- The problem
Can you give the listing below again with "photograph" replaced by "image" wherever it occurs and everything else left as it is?

- Records shown
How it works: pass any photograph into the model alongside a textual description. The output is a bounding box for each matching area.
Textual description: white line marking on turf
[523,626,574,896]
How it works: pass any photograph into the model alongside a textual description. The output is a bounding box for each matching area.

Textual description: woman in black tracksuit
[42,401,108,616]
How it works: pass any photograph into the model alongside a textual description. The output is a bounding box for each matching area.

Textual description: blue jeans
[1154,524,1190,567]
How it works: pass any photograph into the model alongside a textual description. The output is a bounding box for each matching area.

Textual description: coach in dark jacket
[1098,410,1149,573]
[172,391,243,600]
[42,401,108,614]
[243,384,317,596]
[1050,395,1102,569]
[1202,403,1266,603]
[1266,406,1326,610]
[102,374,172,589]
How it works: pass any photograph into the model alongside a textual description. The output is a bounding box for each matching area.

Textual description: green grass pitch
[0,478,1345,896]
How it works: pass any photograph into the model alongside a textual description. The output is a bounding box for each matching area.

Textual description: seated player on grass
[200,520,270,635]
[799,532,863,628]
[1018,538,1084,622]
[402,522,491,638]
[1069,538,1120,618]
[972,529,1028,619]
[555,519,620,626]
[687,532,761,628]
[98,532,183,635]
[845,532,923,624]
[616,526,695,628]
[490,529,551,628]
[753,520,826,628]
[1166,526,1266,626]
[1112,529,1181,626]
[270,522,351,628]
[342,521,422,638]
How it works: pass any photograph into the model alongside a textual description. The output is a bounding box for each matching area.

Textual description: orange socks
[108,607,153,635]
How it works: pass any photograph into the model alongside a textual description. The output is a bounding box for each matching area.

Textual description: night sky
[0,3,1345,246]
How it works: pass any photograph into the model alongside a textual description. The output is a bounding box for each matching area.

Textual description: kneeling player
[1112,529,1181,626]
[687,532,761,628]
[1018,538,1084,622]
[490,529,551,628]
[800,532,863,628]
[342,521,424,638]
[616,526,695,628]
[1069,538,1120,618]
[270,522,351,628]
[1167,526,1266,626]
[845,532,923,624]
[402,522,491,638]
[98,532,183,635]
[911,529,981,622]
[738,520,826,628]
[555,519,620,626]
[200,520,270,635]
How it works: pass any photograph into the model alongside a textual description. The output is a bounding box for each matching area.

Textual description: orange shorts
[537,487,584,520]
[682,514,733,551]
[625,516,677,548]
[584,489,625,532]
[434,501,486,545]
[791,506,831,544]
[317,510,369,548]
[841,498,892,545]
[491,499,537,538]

- Exercise solution
How it works: pass any image into the model alongside a textual description. The output is a bounding box for each matching area.
Textual description: white line marking on turf
[523,626,574,896]
How it works: pass any image into the model alongside a textual description. The output is a bounding box for each matching area.

Textual description: woman in black tracksuit
[42,401,108,616]
How it works: pass any image into the model alongside a textual description. The output is a bounding box for each matching area.

Textual description: blue jeans
[1154,524,1190,567]
How it works: pass any image into the model alongside a textual description. The output is a bounding box for each matching area.

Textual description: coach in dark jacket
[1098,410,1149,573]
[172,391,243,600]
[42,401,108,614]
[243,384,317,596]
[1050,395,1102,569]
[1202,403,1266,603]
[1266,406,1326,610]
[102,374,172,589]
How it works: pass any image into the model alongside a textual description. The output is a bounding box for each matching area.

Textual description: green grass pitch
[0,478,1345,896]
How it works: pass any image into the model alongside a textual description. The output is a bounding box for each matching area.

Textual description: seated player on grass
[200,520,270,635]
[799,532,863,628]
[1018,538,1084,622]
[402,522,491,638]
[1069,538,1120,618]
[972,529,1028,619]
[555,519,620,626]
[687,532,761,628]
[98,532,183,635]
[845,532,923,624]
[616,526,695,628]
[490,529,551,628]
[753,520,826,628]
[1166,526,1266,626]
[1112,529,1181,626]
[270,522,351,628]
[342,521,422,638]
How it works: pass any image into the model alongside a textual description. The output is a bounding box for each matching area.

Textual description: orange socks
[108,607,153,635]
How it works: pass any image into the model alongside a textual description. The output is a bounding box for each matching area.

Textual description: night sky
[0,3,1345,246]
How it works: pass any image into the model alongside a textual description. The output is a bounding box for each matching area.

Textual description: kneeling player
[1112,529,1181,626]
[687,532,761,628]
[1018,538,1084,622]
[490,529,551,628]
[800,532,863,628]
[342,521,424,638]
[616,526,695,628]
[1069,538,1120,618]
[270,522,351,628]
[1167,526,1266,626]
[845,532,923,624]
[402,522,491,638]
[98,532,183,635]
[911,529,981,622]
[738,520,826,628]
[555,519,620,626]
[200,520,270,635]
How it works: pass any image into the model alongside a textual description. The output is a bounding box for each matching area.

Textual description: orange shorts
[537,487,584,520]
[682,514,733,551]
[625,516,677,548]
[584,489,625,532]
[434,501,486,545]
[791,506,831,544]
[317,510,369,548]
[841,498,892,545]
[491,499,537,538]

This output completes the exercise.